Task objective ▸ Would you copy out each line of the records below that includes the word "exit"?

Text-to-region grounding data
**********

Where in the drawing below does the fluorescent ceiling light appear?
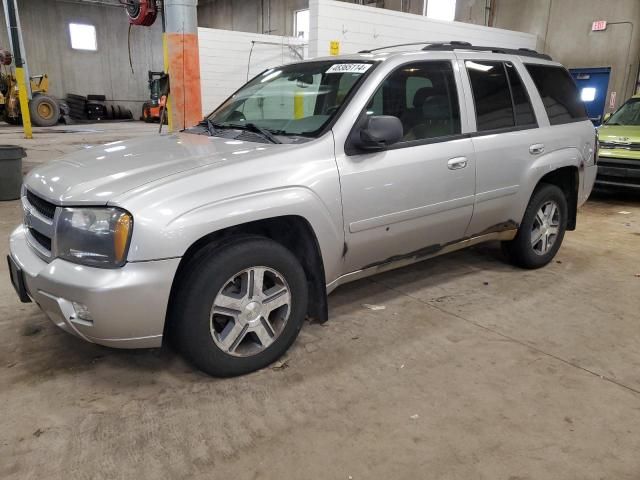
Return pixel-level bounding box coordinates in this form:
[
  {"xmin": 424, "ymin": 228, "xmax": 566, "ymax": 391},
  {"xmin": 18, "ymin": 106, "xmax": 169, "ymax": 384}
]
[{"xmin": 466, "ymin": 61, "xmax": 493, "ymax": 72}]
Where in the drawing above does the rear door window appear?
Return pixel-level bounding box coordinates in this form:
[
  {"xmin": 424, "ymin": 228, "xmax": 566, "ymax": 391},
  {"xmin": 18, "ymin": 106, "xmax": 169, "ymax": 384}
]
[
  {"xmin": 465, "ymin": 60, "xmax": 515, "ymax": 131},
  {"xmin": 525, "ymin": 64, "xmax": 588, "ymax": 125},
  {"xmin": 505, "ymin": 62, "xmax": 536, "ymax": 127}
]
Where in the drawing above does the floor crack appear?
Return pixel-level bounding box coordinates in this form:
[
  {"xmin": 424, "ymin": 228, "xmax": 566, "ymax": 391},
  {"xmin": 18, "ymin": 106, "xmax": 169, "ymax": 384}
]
[{"xmin": 369, "ymin": 278, "xmax": 640, "ymax": 397}]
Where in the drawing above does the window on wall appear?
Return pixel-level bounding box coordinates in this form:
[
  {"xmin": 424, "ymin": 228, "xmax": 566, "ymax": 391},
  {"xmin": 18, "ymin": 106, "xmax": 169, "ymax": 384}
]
[
  {"xmin": 294, "ymin": 9, "xmax": 309, "ymax": 41},
  {"xmin": 69, "ymin": 23, "xmax": 97, "ymax": 51},
  {"xmin": 427, "ymin": 0, "xmax": 456, "ymax": 21}
]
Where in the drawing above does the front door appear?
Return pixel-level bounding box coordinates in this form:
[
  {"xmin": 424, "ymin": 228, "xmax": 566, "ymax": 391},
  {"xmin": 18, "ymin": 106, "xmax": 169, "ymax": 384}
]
[{"xmin": 337, "ymin": 60, "xmax": 476, "ymax": 272}]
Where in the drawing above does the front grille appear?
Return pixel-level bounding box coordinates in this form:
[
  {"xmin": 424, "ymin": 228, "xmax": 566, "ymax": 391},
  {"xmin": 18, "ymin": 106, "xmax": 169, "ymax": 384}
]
[
  {"xmin": 599, "ymin": 141, "xmax": 640, "ymax": 151},
  {"xmin": 28, "ymin": 227, "xmax": 52, "ymax": 251},
  {"xmin": 26, "ymin": 190, "xmax": 56, "ymax": 219}
]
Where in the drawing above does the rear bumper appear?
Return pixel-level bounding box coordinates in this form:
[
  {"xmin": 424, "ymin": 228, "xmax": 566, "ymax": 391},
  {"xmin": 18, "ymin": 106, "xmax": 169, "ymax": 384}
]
[
  {"xmin": 595, "ymin": 157, "xmax": 640, "ymax": 190},
  {"xmin": 9, "ymin": 225, "xmax": 180, "ymax": 348}
]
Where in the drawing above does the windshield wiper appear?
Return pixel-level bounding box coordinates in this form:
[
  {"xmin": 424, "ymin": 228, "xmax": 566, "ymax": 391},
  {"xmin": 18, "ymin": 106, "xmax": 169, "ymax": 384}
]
[
  {"xmin": 198, "ymin": 119, "xmax": 282, "ymax": 144},
  {"xmin": 198, "ymin": 118, "xmax": 225, "ymax": 136},
  {"xmin": 226, "ymin": 122, "xmax": 282, "ymax": 144}
]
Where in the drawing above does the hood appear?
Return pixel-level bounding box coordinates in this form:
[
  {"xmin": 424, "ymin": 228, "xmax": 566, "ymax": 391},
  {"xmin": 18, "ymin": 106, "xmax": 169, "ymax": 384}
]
[
  {"xmin": 24, "ymin": 132, "xmax": 290, "ymax": 204},
  {"xmin": 598, "ymin": 124, "xmax": 640, "ymax": 160}
]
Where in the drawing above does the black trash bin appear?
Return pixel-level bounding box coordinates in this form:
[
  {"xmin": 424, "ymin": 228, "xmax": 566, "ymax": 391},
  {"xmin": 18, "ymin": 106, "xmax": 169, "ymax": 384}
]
[{"xmin": 0, "ymin": 145, "xmax": 26, "ymax": 201}]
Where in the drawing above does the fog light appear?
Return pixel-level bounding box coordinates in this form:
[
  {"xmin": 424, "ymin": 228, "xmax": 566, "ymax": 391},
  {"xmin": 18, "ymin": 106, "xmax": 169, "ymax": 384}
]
[{"xmin": 72, "ymin": 302, "xmax": 93, "ymax": 322}]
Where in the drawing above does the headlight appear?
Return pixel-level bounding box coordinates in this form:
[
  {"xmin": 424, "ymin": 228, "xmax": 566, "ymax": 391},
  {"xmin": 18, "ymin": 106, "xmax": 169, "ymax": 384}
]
[{"xmin": 56, "ymin": 208, "xmax": 133, "ymax": 268}]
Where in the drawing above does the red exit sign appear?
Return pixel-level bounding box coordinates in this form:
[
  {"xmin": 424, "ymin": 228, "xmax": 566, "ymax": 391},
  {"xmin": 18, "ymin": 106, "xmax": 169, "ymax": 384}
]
[{"xmin": 592, "ymin": 20, "xmax": 607, "ymax": 31}]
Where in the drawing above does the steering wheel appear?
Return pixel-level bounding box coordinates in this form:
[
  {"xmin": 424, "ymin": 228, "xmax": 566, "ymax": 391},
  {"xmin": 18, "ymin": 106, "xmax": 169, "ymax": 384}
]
[
  {"xmin": 325, "ymin": 105, "xmax": 341, "ymax": 115},
  {"xmin": 227, "ymin": 110, "xmax": 246, "ymax": 123}
]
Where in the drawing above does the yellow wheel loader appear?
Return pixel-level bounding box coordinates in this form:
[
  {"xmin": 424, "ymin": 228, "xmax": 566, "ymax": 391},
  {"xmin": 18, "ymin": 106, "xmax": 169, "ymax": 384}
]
[{"xmin": 0, "ymin": 50, "xmax": 60, "ymax": 127}]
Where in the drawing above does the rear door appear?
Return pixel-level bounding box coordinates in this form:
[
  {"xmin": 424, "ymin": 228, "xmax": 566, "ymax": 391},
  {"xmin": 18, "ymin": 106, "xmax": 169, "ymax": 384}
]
[{"xmin": 456, "ymin": 54, "xmax": 542, "ymax": 237}]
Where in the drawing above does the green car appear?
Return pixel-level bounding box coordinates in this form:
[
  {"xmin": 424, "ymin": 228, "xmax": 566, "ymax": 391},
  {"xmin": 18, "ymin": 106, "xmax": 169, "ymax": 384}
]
[{"xmin": 597, "ymin": 95, "xmax": 640, "ymax": 190}]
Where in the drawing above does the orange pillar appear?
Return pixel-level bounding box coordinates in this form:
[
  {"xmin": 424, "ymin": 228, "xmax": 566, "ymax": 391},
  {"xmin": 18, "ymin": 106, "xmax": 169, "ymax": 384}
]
[{"xmin": 165, "ymin": 0, "xmax": 202, "ymax": 131}]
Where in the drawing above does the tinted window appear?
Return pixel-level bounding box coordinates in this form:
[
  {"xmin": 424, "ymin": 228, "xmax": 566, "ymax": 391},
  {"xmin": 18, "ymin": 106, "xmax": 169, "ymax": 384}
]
[
  {"xmin": 466, "ymin": 60, "xmax": 514, "ymax": 131},
  {"xmin": 525, "ymin": 64, "xmax": 588, "ymax": 125},
  {"xmin": 505, "ymin": 62, "xmax": 536, "ymax": 126},
  {"xmin": 366, "ymin": 61, "xmax": 461, "ymax": 141}
]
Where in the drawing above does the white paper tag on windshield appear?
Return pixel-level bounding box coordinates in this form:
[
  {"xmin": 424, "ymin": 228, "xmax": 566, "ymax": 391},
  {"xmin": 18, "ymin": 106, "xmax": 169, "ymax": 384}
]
[{"xmin": 326, "ymin": 63, "xmax": 372, "ymax": 74}]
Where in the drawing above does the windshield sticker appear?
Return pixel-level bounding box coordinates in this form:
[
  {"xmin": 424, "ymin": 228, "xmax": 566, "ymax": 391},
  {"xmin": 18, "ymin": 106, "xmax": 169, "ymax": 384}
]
[{"xmin": 326, "ymin": 63, "xmax": 372, "ymax": 74}]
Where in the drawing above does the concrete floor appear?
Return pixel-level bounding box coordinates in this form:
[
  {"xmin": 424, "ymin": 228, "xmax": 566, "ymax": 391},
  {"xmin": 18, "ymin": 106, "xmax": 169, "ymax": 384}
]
[{"xmin": 1, "ymin": 122, "xmax": 639, "ymax": 479}]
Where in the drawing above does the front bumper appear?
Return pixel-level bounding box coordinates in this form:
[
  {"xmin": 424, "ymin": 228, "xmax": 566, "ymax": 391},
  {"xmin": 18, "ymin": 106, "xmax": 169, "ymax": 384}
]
[
  {"xmin": 595, "ymin": 156, "xmax": 640, "ymax": 190},
  {"xmin": 9, "ymin": 226, "xmax": 181, "ymax": 348}
]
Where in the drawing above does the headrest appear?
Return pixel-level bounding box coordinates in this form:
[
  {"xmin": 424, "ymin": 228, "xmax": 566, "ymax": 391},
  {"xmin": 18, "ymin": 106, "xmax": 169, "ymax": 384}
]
[
  {"xmin": 422, "ymin": 95, "xmax": 451, "ymax": 121},
  {"xmin": 412, "ymin": 87, "xmax": 433, "ymax": 108}
]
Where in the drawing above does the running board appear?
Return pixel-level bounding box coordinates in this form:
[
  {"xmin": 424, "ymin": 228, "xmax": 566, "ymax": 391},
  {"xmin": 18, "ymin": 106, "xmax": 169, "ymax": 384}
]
[{"xmin": 326, "ymin": 229, "xmax": 517, "ymax": 293}]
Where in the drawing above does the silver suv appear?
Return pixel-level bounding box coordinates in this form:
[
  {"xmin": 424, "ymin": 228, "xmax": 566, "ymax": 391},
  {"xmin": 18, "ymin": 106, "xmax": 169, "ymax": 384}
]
[{"xmin": 8, "ymin": 42, "xmax": 597, "ymax": 376}]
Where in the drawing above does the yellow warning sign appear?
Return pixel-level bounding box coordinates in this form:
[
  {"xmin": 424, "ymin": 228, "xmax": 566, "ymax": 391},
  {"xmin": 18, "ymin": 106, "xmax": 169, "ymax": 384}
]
[{"xmin": 330, "ymin": 40, "xmax": 340, "ymax": 56}]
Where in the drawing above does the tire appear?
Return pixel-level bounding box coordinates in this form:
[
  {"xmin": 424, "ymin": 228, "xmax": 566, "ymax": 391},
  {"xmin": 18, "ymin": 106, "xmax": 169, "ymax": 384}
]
[
  {"xmin": 29, "ymin": 94, "xmax": 60, "ymax": 127},
  {"xmin": 171, "ymin": 236, "xmax": 308, "ymax": 377},
  {"xmin": 502, "ymin": 183, "xmax": 568, "ymax": 269}
]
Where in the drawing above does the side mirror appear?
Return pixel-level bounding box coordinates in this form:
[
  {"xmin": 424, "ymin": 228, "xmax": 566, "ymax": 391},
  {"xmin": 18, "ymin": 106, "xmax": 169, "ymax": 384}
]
[
  {"xmin": 356, "ymin": 115, "xmax": 403, "ymax": 151},
  {"xmin": 603, "ymin": 112, "xmax": 612, "ymax": 122}
]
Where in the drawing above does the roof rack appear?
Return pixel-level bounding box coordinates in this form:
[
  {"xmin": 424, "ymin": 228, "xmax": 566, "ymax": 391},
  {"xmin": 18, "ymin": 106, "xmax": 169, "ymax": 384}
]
[
  {"xmin": 358, "ymin": 41, "xmax": 552, "ymax": 61},
  {"xmin": 358, "ymin": 41, "xmax": 442, "ymax": 54},
  {"xmin": 422, "ymin": 42, "xmax": 552, "ymax": 60}
]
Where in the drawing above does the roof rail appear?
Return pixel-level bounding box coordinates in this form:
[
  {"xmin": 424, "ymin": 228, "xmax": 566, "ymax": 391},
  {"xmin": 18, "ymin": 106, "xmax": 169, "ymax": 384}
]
[
  {"xmin": 358, "ymin": 42, "xmax": 443, "ymax": 54},
  {"xmin": 422, "ymin": 42, "xmax": 552, "ymax": 60},
  {"xmin": 357, "ymin": 41, "xmax": 552, "ymax": 61}
]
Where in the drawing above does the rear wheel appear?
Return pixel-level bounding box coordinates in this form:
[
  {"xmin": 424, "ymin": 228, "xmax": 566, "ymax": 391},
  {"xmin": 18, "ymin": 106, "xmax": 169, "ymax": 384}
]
[
  {"xmin": 503, "ymin": 183, "xmax": 568, "ymax": 269},
  {"xmin": 29, "ymin": 94, "xmax": 60, "ymax": 127},
  {"xmin": 171, "ymin": 237, "xmax": 308, "ymax": 377}
]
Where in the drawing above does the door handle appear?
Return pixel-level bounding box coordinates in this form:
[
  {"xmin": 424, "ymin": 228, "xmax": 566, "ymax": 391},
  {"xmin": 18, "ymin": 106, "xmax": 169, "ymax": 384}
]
[
  {"xmin": 447, "ymin": 157, "xmax": 468, "ymax": 170},
  {"xmin": 529, "ymin": 144, "xmax": 545, "ymax": 155}
]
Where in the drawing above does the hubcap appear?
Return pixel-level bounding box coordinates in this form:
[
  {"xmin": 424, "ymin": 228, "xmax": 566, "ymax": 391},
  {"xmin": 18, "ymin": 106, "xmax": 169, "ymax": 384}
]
[
  {"xmin": 531, "ymin": 200, "xmax": 560, "ymax": 255},
  {"xmin": 37, "ymin": 102, "xmax": 53, "ymax": 119},
  {"xmin": 210, "ymin": 267, "xmax": 291, "ymax": 357}
]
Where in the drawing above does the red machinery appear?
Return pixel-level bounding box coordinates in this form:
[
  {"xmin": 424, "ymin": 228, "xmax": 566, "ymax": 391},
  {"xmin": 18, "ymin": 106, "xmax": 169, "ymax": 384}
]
[{"xmin": 122, "ymin": 0, "xmax": 158, "ymax": 26}]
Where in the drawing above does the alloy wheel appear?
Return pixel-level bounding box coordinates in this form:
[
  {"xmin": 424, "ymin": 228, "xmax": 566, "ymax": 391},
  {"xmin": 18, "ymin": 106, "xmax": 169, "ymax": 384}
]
[
  {"xmin": 210, "ymin": 266, "xmax": 291, "ymax": 357},
  {"xmin": 530, "ymin": 200, "xmax": 560, "ymax": 255}
]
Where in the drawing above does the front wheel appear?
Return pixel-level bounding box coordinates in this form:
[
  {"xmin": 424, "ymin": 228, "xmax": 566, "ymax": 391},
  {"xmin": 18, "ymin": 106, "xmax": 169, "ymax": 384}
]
[
  {"xmin": 502, "ymin": 183, "xmax": 568, "ymax": 269},
  {"xmin": 171, "ymin": 237, "xmax": 308, "ymax": 377}
]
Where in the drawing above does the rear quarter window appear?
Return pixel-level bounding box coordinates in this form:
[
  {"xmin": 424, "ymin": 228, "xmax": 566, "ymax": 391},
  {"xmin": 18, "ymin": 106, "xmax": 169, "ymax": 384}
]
[{"xmin": 525, "ymin": 64, "xmax": 588, "ymax": 125}]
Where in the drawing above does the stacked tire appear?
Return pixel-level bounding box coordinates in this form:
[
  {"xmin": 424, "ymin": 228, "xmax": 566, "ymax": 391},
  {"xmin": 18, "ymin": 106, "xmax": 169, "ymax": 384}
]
[{"xmin": 66, "ymin": 93, "xmax": 133, "ymax": 122}]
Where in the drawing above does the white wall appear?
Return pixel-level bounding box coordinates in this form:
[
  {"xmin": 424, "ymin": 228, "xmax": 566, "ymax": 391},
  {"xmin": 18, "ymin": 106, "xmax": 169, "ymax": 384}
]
[
  {"xmin": 198, "ymin": 2, "xmax": 537, "ymax": 113},
  {"xmin": 198, "ymin": 27, "xmax": 305, "ymax": 113},
  {"xmin": 308, "ymin": 0, "xmax": 537, "ymax": 57}
]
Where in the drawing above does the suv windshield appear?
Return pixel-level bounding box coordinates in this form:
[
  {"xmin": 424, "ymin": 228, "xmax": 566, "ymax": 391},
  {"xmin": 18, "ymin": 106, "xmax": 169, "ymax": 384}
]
[
  {"xmin": 205, "ymin": 60, "xmax": 376, "ymax": 139},
  {"xmin": 607, "ymin": 98, "xmax": 640, "ymax": 126}
]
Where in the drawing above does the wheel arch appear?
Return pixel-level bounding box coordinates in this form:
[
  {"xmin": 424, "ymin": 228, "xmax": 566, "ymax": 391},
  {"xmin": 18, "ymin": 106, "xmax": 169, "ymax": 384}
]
[
  {"xmin": 519, "ymin": 147, "xmax": 583, "ymax": 232},
  {"xmin": 533, "ymin": 165, "xmax": 579, "ymax": 230},
  {"xmin": 165, "ymin": 215, "xmax": 329, "ymax": 339}
]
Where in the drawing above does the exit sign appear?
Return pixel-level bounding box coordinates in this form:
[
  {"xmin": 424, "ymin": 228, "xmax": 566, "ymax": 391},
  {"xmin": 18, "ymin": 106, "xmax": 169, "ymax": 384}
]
[{"xmin": 592, "ymin": 20, "xmax": 607, "ymax": 31}]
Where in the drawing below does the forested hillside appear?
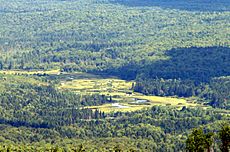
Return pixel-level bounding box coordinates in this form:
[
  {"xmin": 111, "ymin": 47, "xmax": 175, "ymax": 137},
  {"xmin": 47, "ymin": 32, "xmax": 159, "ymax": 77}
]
[
  {"xmin": 112, "ymin": 0, "xmax": 230, "ymax": 11},
  {"xmin": 0, "ymin": 73, "xmax": 229, "ymax": 151},
  {"xmin": 0, "ymin": 0, "xmax": 229, "ymax": 72},
  {"xmin": 0, "ymin": 0, "xmax": 229, "ymax": 151}
]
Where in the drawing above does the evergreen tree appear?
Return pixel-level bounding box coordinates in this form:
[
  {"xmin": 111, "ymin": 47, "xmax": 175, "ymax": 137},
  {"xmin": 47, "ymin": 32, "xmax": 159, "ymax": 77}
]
[
  {"xmin": 186, "ymin": 128, "xmax": 214, "ymax": 152},
  {"xmin": 219, "ymin": 123, "xmax": 230, "ymax": 152}
]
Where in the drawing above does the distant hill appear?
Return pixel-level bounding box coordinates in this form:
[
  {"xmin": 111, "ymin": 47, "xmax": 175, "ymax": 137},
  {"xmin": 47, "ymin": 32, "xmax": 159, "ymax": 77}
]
[
  {"xmin": 0, "ymin": 0, "xmax": 229, "ymax": 150},
  {"xmin": 111, "ymin": 0, "xmax": 230, "ymax": 11},
  {"xmin": 0, "ymin": 0, "xmax": 229, "ymax": 79}
]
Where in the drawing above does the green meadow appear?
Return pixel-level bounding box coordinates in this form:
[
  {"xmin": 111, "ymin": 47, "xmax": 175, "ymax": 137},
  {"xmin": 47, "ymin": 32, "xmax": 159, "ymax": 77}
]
[
  {"xmin": 0, "ymin": 70, "xmax": 204, "ymax": 113},
  {"xmin": 57, "ymin": 72, "xmax": 200, "ymax": 113}
]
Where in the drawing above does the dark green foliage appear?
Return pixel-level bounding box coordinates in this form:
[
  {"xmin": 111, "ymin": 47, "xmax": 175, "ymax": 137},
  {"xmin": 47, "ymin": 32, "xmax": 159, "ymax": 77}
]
[
  {"xmin": 111, "ymin": 0, "xmax": 230, "ymax": 11},
  {"xmin": 0, "ymin": 0, "xmax": 229, "ymax": 151},
  {"xmin": 186, "ymin": 128, "xmax": 214, "ymax": 152},
  {"xmin": 140, "ymin": 47, "xmax": 230, "ymax": 82},
  {"xmin": 135, "ymin": 77, "xmax": 230, "ymax": 109},
  {"xmin": 0, "ymin": 75, "xmax": 110, "ymax": 128},
  {"xmin": 0, "ymin": 0, "xmax": 229, "ymax": 76},
  {"xmin": 219, "ymin": 123, "xmax": 230, "ymax": 152},
  {"xmin": 0, "ymin": 75, "xmax": 229, "ymax": 151},
  {"xmin": 186, "ymin": 123, "xmax": 230, "ymax": 152}
]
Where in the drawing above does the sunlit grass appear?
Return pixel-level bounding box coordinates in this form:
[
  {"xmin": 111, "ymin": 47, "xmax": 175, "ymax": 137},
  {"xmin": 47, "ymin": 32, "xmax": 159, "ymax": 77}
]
[
  {"xmin": 86, "ymin": 103, "xmax": 149, "ymax": 113},
  {"xmin": 0, "ymin": 69, "xmax": 60, "ymax": 75},
  {"xmin": 59, "ymin": 78, "xmax": 133, "ymax": 94},
  {"xmin": 0, "ymin": 70, "xmax": 200, "ymax": 112},
  {"xmin": 132, "ymin": 95, "xmax": 197, "ymax": 107},
  {"xmin": 58, "ymin": 74, "xmax": 200, "ymax": 113},
  {"xmin": 87, "ymin": 95, "xmax": 198, "ymax": 113}
]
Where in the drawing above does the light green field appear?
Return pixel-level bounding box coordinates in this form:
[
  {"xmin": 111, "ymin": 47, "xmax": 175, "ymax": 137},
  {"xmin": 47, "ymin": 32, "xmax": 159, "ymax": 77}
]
[
  {"xmin": 86, "ymin": 95, "xmax": 198, "ymax": 113},
  {"xmin": 132, "ymin": 95, "xmax": 197, "ymax": 106},
  {"xmin": 58, "ymin": 75, "xmax": 199, "ymax": 113},
  {"xmin": 59, "ymin": 78, "xmax": 133, "ymax": 95},
  {"xmin": 86, "ymin": 103, "xmax": 149, "ymax": 113},
  {"xmin": 0, "ymin": 69, "xmax": 60, "ymax": 75},
  {"xmin": 0, "ymin": 70, "xmax": 200, "ymax": 113}
]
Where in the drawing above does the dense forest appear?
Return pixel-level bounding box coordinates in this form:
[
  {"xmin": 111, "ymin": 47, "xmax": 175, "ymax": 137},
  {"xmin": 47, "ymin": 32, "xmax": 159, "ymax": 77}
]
[
  {"xmin": 135, "ymin": 76, "xmax": 230, "ymax": 109},
  {"xmin": 0, "ymin": 0, "xmax": 229, "ymax": 151},
  {"xmin": 0, "ymin": 0, "xmax": 229, "ymax": 72},
  {"xmin": 0, "ymin": 73, "xmax": 229, "ymax": 151},
  {"xmin": 111, "ymin": 0, "xmax": 230, "ymax": 11}
]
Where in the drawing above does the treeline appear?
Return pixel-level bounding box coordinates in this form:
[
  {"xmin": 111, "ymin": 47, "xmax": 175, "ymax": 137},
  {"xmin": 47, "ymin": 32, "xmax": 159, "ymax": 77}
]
[
  {"xmin": 0, "ymin": 105, "xmax": 229, "ymax": 151},
  {"xmin": 134, "ymin": 77, "xmax": 230, "ymax": 109},
  {"xmin": 132, "ymin": 47, "xmax": 230, "ymax": 110},
  {"xmin": 0, "ymin": 0, "xmax": 230, "ymax": 74},
  {"xmin": 0, "ymin": 75, "xmax": 229, "ymax": 151},
  {"xmin": 0, "ymin": 0, "xmax": 229, "ymax": 82},
  {"xmin": 0, "ymin": 123, "xmax": 229, "ymax": 152},
  {"xmin": 0, "ymin": 74, "xmax": 112, "ymax": 128},
  {"xmin": 74, "ymin": 106, "xmax": 228, "ymax": 138},
  {"xmin": 0, "ymin": 137, "xmax": 161, "ymax": 152},
  {"xmin": 138, "ymin": 47, "xmax": 230, "ymax": 82},
  {"xmin": 111, "ymin": 0, "xmax": 230, "ymax": 11}
]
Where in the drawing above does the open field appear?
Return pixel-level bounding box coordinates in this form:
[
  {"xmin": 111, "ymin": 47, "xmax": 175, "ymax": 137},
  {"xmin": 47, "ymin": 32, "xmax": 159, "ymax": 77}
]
[
  {"xmin": 0, "ymin": 69, "xmax": 60, "ymax": 75},
  {"xmin": 87, "ymin": 103, "xmax": 149, "ymax": 113},
  {"xmin": 86, "ymin": 95, "xmax": 198, "ymax": 113},
  {"xmin": 132, "ymin": 95, "xmax": 197, "ymax": 107},
  {"xmin": 58, "ymin": 78, "xmax": 133, "ymax": 95},
  {"xmin": 0, "ymin": 70, "xmax": 202, "ymax": 113},
  {"xmin": 58, "ymin": 73, "xmax": 199, "ymax": 113}
]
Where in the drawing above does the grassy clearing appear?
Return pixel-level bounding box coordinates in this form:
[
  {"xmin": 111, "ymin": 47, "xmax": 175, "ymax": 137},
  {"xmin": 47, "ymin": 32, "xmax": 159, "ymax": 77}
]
[
  {"xmin": 87, "ymin": 95, "xmax": 198, "ymax": 113},
  {"xmin": 132, "ymin": 95, "xmax": 197, "ymax": 107},
  {"xmin": 0, "ymin": 70, "xmax": 201, "ymax": 113},
  {"xmin": 59, "ymin": 78, "xmax": 133, "ymax": 95},
  {"xmin": 58, "ymin": 74, "xmax": 199, "ymax": 113},
  {"xmin": 0, "ymin": 69, "xmax": 60, "ymax": 75},
  {"xmin": 87, "ymin": 103, "xmax": 148, "ymax": 113}
]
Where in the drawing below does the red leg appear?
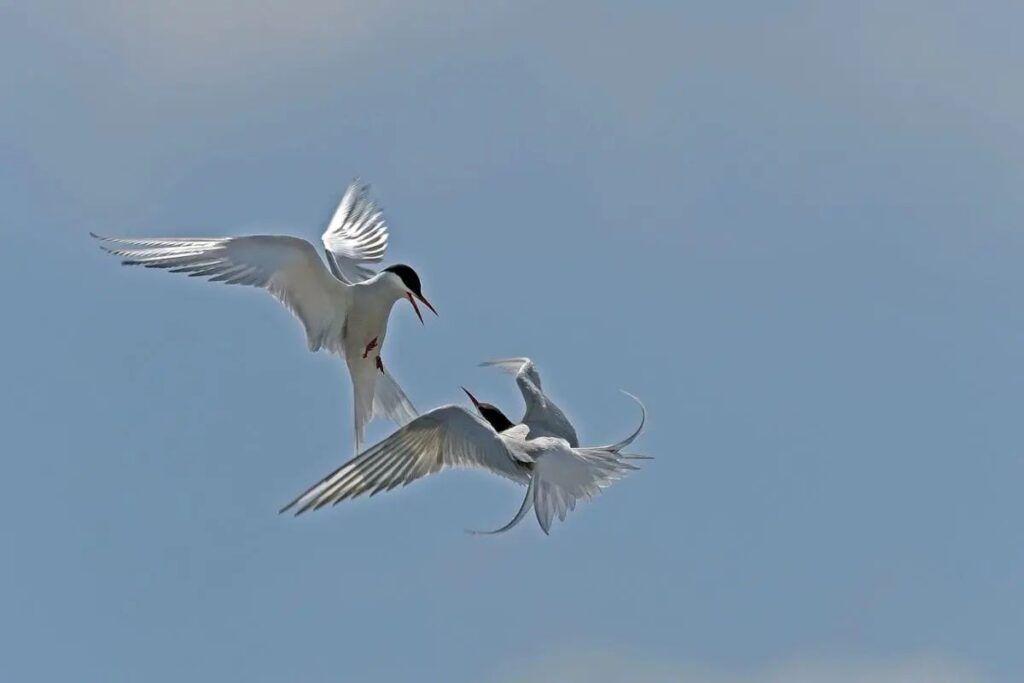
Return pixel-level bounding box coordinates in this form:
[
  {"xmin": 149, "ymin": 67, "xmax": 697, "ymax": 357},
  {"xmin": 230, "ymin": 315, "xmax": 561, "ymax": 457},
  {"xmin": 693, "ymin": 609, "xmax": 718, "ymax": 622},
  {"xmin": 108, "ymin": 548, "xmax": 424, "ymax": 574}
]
[
  {"xmin": 375, "ymin": 356, "xmax": 384, "ymax": 374},
  {"xmin": 362, "ymin": 337, "xmax": 378, "ymax": 358}
]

**********

Written solution ▸
Where in the drawing above does the red exit sign appear?
Where in the drawing above does the exit sign appear?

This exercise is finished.